Your instructions: Retype all of the data below without alteration, keeping every line, word, bracket, and number as it appears.

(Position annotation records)
::::
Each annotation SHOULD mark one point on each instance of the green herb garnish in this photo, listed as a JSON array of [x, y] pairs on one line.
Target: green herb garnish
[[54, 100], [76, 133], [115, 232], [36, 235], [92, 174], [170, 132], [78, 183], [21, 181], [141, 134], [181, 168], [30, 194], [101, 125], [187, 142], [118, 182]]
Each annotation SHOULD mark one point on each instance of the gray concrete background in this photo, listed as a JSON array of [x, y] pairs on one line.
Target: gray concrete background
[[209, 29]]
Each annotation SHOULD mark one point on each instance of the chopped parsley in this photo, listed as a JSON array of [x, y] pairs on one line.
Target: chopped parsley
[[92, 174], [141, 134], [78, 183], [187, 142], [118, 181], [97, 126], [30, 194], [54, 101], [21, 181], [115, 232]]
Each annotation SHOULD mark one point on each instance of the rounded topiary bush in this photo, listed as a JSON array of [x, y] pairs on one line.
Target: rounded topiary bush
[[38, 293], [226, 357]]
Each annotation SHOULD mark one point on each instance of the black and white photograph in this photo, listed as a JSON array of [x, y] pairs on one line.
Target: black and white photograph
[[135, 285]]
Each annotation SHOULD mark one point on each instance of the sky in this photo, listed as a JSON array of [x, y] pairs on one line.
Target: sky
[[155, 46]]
::::
Output for this exercise:
Each annotation SHOULD mark one point on each instance of the green herb garnish in this photo, listed as a JSON array of [x, y] pairs on one line.
Target: green herb garnish
[[54, 100], [76, 133], [115, 232], [36, 235], [92, 174], [170, 132], [78, 183], [21, 181], [141, 134], [181, 168], [30, 194], [101, 125], [187, 142], [118, 182]]
Each annotation SHOULD mark one point on each instance of the gray concrete background in this photo, listed as a JSON array of [x, y] pairs on one line.
Target: gray concrete background
[[209, 29]]
Each annotation SHOULD mark one point on each instance of the chopped parsley in this photo, listed as a JSON array of [x, y] pairs on one line.
Target: chopped parsley
[[92, 174], [141, 134], [78, 183], [187, 142], [118, 181], [97, 126], [30, 194], [54, 101], [21, 181], [115, 232]]
Each annotation SHOULD mark one point on each instance of the rounded topiary bush in this photo, listed as a JSON array of [x, y] pairs on one line.
Target: rounded topiary bush
[[38, 293], [226, 357]]
Each annotation SHOULD mark one point on each instance of the black and white photograph in this photo, listed as a JSON array of [x, y] pairs on one line.
Target: black and white photograph
[[135, 285]]
Each annotation SHOULD mark one point on each instance of the sky in this photo, listed as a JSON array of [x, y] pairs on one line.
Target: sky
[[155, 46]]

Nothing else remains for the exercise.